Selected excerpt Start Marker

That's the startling statement made by Michael P. Ghiglieri in his fascinating new book, The Dark Side of Man: Tracing the Origins of Male Violence (Perseus Books, $26).

The author is an anthropologist and protege of the late Jane Goodall, famous for her studies of gorillas. Ghiglieri makes a serious and reasoned argument that males and females have evolved to behave differently. He contends that the problem of violence can be traced back to our evolutionary origins.

Early in the book, he states that the basic premise he puts forth is that we are understandable both from a biological perspective and in an environmental context. "Nature equipped each of us with a complex brain ruled by chemical nejuro-transmitters that spur in us instinctive emotional responses to situations, which in turn influence our behavior," he writes.

"This may not be a comfortable way to look at ourselves, but biology tells us that this is the only accurate way and, more to the point, that it is the onloy way that offers us any real hope of understanding our behavior, including our use of violence," he continues.

He sees a link between the great apes and today's humans, arguing they offer more than just "an eerie glimpse of the basic behavorial software from which humanity emerged." He contends that the apes provide insights into the origins of human violence--"insights that help make it possible to understand the male psyche."

The author is not afraid to tackle the big question: are men born to be lethally violent? "The answer is yes," he states emphatically. "Aggression is programmed by our DNA. A Dutch team even identified a gene for hyperaggression in men. But even normal men are born killers."

Because of man's "jungle legacy of testosterone-induced aggression," Ghiglieri believes that "emotions such as rage, jealousy, fear, lust, love, grief, and gluttony inspire men to kill." He says that violence erupts because "men do not understand themselves."

In a long chapter on rape, Ghiglieri states that "men did not invent rape. Instead, they very likely inherited rape behavior from our ape ancestral lineage."

Selected excerpt End Marker

> [Task item]: In the review of The Dark Side of Man, what reason does Ghiglieri give for why violence erupts?

Provided data Start Marker

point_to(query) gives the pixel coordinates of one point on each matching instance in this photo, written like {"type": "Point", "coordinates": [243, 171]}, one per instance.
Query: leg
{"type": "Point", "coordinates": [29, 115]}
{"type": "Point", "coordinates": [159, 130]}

Provided data End Marker

> [Answer section]: Men do not understand themselves.